DOCUMENT:
▼▼▼
Hi qus,
I'm aware that I'm entering a bit late to this thread, and I may not be fully qualified to discuss on it, particularly because I have no practical experience with the 6502 architecture and instruction set. However, I was recently able to implement a LLVM compiler backend for a custom architecture, and maybe I am able to point out something that might be useful. Please forget this if you have already considered it or if it's an idea that doesn't apply.
If I understand it correctly, you are basing code generation on the physical existence of a Data Stack that you use to store temporary values and perform operations, in a Forth like fashion. So for example to perform an addition, you push the first operand to the stack, then the second operand, and then perform the add operation, which result is available on top of the stack (Please correct me if this is not the case)
For what I have learned from the LLVM compiler, I think that modern compilers use a different approach. Compilers will build a graph based on an Intermediate Representation of the source code in which each node is in "Static Single Assignment" form or SSA. The idea is that the compiler initially assumes an infinite number of virtual registers, where each variable or intermediate result is assigned exactly once to a virtual register, and every variable is always defined before it is used. So for example the expression
Code:
x = a+b*c
will be represented in SSA form like this (assuming all are global variables):
Code:
vr0 = (globaladdressof x)
vr1 = (globaladdressof a)
vr2 = load vr1
vr3 = (globaladdressof b)
vr4 = load vr3
vr5 = (globaladdressof c)
vr6 = load vr5
vr7 = vr4 * vr6
vr8 = vr2 + vr7
(void) = store vr8 -> vr0
To generate that in the proper order, a compile-time stack can be used to help with operator precedence, and in fact this output almost resembles a stack based machine, but the point is that the stack does not explicitly exist in the machine. Since there is no dependence of a physical stack and there's infinite number of virtual registers to play with, array indexing or struct member access is not much harder than simple arithmetic operations, as the former can be turned into the later. In fact everything except jumps and calls can be turned into sequences of arithmetic or logical operations. For example, the code you proposed:
Code:
objectArrayInstance[4].someField = 69
can be turned into the following SSA sequence:
Code:
vr0 = (globaladdressof objectArrayInstance)
vr1 = (constantsizeof objectArrayInstance)
vr2 = 4
vr3 = vr1 * vr2
vr4 = vr0 + vr3
vr5 = (constantoffsetof somefield)
vr6 = vr4 + vr5
vr7 = 69
(void) = store vr7 -> vr6
The last SSA instruction, the store, does not create any new virtual register because it does not generate any new result, but of course both the destination address and the stored value are still available in vr6 and vr7. The SSA instruction sequences are preferably represented as a linked graph in the compiler, but some compilers such as the gcc I think that just keep them plainly linearly in arrays, which should definitely be easier to debug, although (according to the llvm compiler developers) this can make some optimisations harder and time consuming.
▲▲▲
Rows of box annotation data
▼▼▼
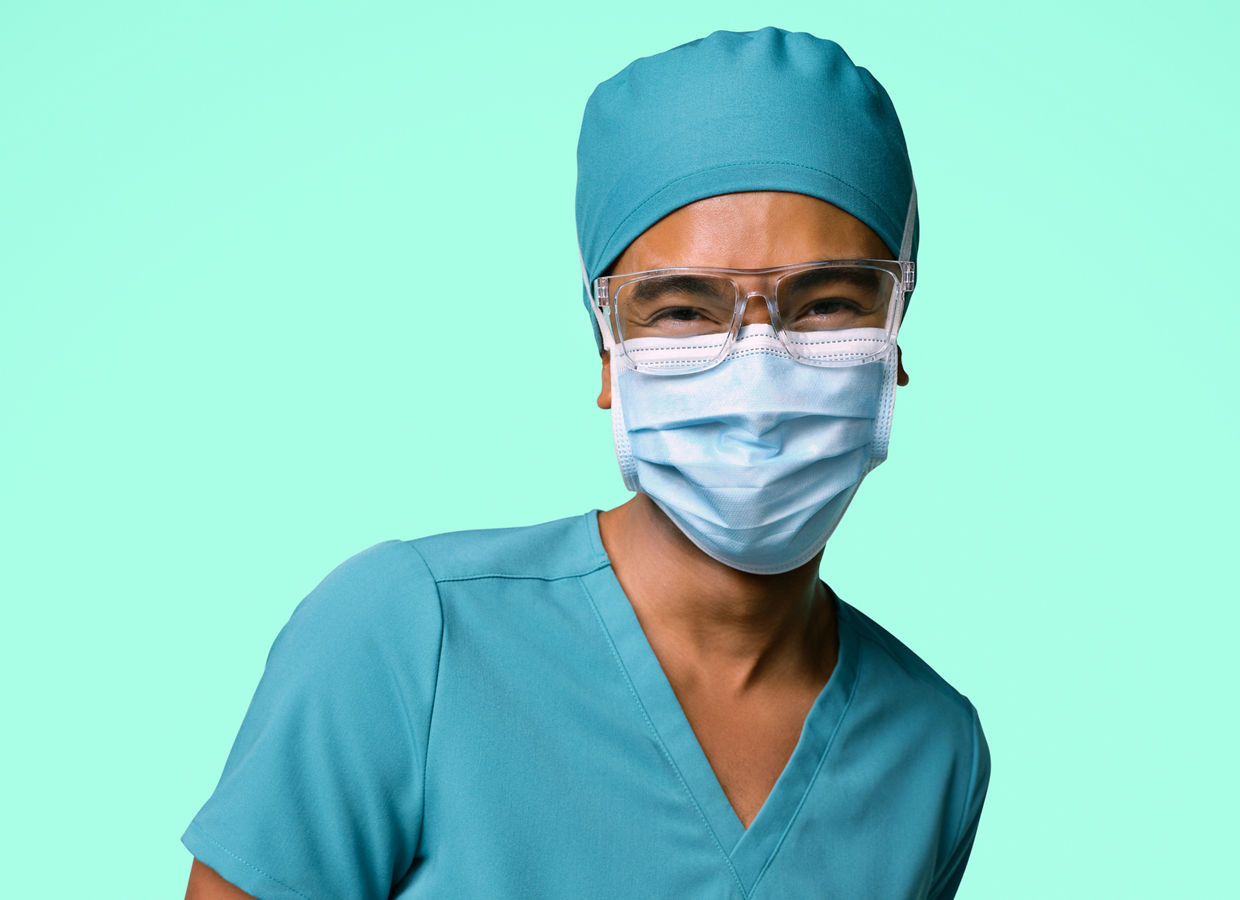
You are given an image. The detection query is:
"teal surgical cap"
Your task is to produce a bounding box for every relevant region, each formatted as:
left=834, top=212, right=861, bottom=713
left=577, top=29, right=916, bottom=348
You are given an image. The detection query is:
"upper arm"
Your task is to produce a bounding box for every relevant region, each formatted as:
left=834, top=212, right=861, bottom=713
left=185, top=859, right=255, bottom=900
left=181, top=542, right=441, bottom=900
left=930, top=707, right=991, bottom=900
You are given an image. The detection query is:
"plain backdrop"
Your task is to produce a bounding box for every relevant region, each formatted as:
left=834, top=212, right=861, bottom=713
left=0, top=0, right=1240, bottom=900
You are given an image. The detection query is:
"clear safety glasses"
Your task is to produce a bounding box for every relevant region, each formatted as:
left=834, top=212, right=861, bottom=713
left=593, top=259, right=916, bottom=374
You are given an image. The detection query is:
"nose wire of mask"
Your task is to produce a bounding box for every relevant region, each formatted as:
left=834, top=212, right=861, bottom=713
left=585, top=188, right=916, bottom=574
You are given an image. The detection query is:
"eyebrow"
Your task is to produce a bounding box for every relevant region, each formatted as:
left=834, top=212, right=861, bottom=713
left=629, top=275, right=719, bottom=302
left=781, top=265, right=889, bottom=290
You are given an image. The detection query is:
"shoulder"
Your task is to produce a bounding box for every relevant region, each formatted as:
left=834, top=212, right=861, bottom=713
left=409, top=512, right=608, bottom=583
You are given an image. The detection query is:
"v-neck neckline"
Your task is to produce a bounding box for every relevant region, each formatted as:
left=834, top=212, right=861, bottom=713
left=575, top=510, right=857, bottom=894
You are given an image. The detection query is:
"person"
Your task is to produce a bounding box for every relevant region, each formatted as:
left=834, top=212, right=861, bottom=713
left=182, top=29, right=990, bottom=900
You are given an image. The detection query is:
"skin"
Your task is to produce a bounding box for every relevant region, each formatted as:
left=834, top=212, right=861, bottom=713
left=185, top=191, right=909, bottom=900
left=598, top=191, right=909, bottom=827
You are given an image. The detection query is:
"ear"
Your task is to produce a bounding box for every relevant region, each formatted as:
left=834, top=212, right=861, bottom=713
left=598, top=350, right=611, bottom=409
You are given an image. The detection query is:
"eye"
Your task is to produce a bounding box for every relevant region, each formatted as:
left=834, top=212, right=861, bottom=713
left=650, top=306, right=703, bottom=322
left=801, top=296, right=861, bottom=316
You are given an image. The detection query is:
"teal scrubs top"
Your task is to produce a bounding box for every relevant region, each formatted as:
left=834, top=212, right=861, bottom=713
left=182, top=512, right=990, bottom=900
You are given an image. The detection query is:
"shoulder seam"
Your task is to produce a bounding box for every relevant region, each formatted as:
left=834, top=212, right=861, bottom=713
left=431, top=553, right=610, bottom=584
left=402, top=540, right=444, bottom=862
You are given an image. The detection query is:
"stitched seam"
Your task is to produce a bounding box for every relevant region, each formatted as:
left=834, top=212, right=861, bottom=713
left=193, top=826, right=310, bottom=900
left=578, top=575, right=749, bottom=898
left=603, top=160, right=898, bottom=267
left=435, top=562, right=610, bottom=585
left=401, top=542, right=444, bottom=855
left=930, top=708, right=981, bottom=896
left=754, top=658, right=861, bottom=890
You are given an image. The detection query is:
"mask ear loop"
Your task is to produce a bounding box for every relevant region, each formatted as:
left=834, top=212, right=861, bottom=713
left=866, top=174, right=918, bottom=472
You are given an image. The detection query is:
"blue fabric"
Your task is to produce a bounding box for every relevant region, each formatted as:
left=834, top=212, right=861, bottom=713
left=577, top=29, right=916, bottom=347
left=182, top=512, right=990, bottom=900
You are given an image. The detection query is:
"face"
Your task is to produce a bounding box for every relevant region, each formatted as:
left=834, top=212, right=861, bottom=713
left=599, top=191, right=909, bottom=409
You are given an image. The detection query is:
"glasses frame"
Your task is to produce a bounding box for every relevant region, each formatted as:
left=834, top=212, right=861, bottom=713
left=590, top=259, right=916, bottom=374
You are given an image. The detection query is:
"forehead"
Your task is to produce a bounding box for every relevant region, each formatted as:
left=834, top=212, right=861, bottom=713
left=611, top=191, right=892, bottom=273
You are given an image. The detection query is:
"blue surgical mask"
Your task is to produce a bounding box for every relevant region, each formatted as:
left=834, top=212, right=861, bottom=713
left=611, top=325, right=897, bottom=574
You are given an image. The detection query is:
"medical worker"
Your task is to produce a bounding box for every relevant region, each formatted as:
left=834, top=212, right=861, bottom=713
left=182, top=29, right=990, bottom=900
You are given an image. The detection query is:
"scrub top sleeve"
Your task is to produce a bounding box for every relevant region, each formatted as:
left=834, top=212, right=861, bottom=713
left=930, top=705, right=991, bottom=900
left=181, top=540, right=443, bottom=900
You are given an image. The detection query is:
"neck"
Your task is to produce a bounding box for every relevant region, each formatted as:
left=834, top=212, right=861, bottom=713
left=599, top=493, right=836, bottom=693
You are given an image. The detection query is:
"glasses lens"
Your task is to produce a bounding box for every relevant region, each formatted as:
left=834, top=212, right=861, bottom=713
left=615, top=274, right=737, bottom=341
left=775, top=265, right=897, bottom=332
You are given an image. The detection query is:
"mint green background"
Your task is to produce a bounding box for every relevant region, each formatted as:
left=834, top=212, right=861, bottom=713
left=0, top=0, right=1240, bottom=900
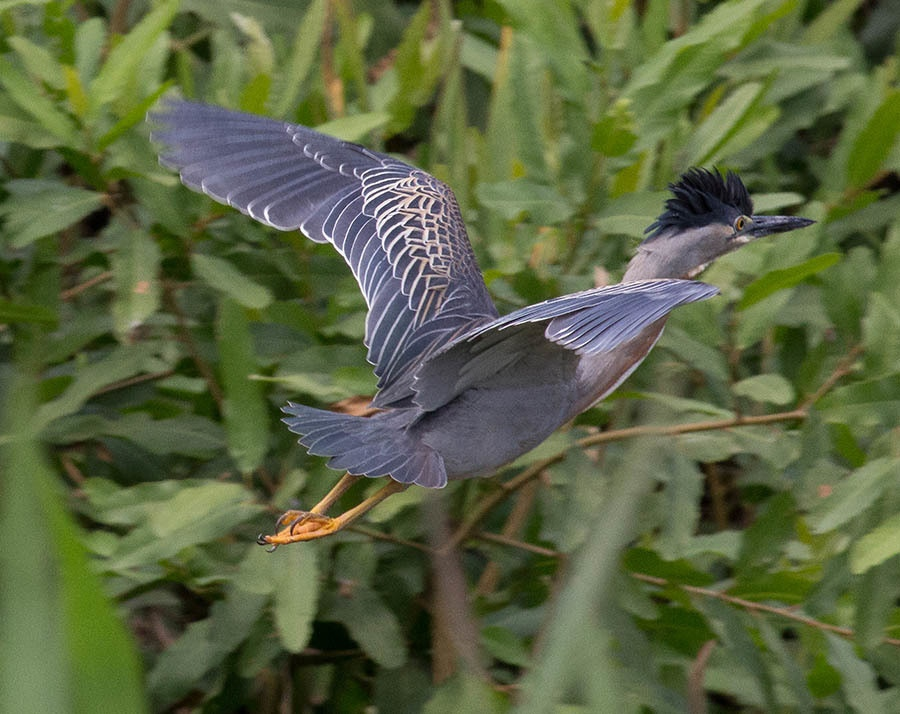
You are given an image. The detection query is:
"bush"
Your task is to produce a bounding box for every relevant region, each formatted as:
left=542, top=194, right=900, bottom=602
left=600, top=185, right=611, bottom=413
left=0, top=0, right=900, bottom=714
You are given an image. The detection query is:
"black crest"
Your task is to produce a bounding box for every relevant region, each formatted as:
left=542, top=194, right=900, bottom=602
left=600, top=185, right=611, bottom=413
▲▲▲
WORK TO DO:
A – According to the forum post, how many virtual registers does the compiler initially assume?
B – Reproduce everything in the listing from its start down through the line containing "left=409, top=512, right=608, bottom=583", substituting "search phrase" for "detection query" and changing nothing else. Leave the pictures out.

ANSWERS TO THE TASKS:
A – An infinite number of virtual registers.

B –
You are given an image. The search phrase is:
"teal surgical cap"
Your task is to produce a bounding box for every relevant region, each formatted as:
left=834, top=212, right=861, bottom=713
left=577, top=29, right=916, bottom=348
You are given an image. The search phrase is:
"upper arm"
Your task is to produce a bounding box for every relevant region, each formatted as:
left=834, top=212, right=861, bottom=713
left=185, top=859, right=255, bottom=900
left=181, top=542, right=441, bottom=900
left=930, top=707, right=991, bottom=900
You are given an image. The search phrase is:
"plain backdrop"
Your task is to produce a bounding box for every relevant region, each formatted as:
left=834, top=212, right=861, bottom=713
left=0, top=0, right=1240, bottom=900
You are given an image. The search phrase is:
"clear safety glasses"
Your task is to produce a bounding box for every relevant region, each formatted as:
left=834, top=212, right=861, bottom=713
left=593, top=259, right=916, bottom=374
You are given an image. The search phrase is:
"nose wire of mask"
Your task is to produce a bounding box for every relevant region, each formatted as:
left=834, top=212, right=861, bottom=713
left=585, top=188, right=916, bottom=574
You are given an image. The search phrase is:
"eyebrow"
Your task is to produce a bounding box for every relevant region, each formatted as:
left=834, top=212, right=861, bottom=713
left=629, top=275, right=719, bottom=302
left=781, top=265, right=889, bottom=290
You are given an image. The search phrase is:
"shoulder"
Your task is to produce a bounding box for every relevant region, each formatted as:
left=834, top=212, right=861, bottom=713
left=409, top=512, right=608, bottom=583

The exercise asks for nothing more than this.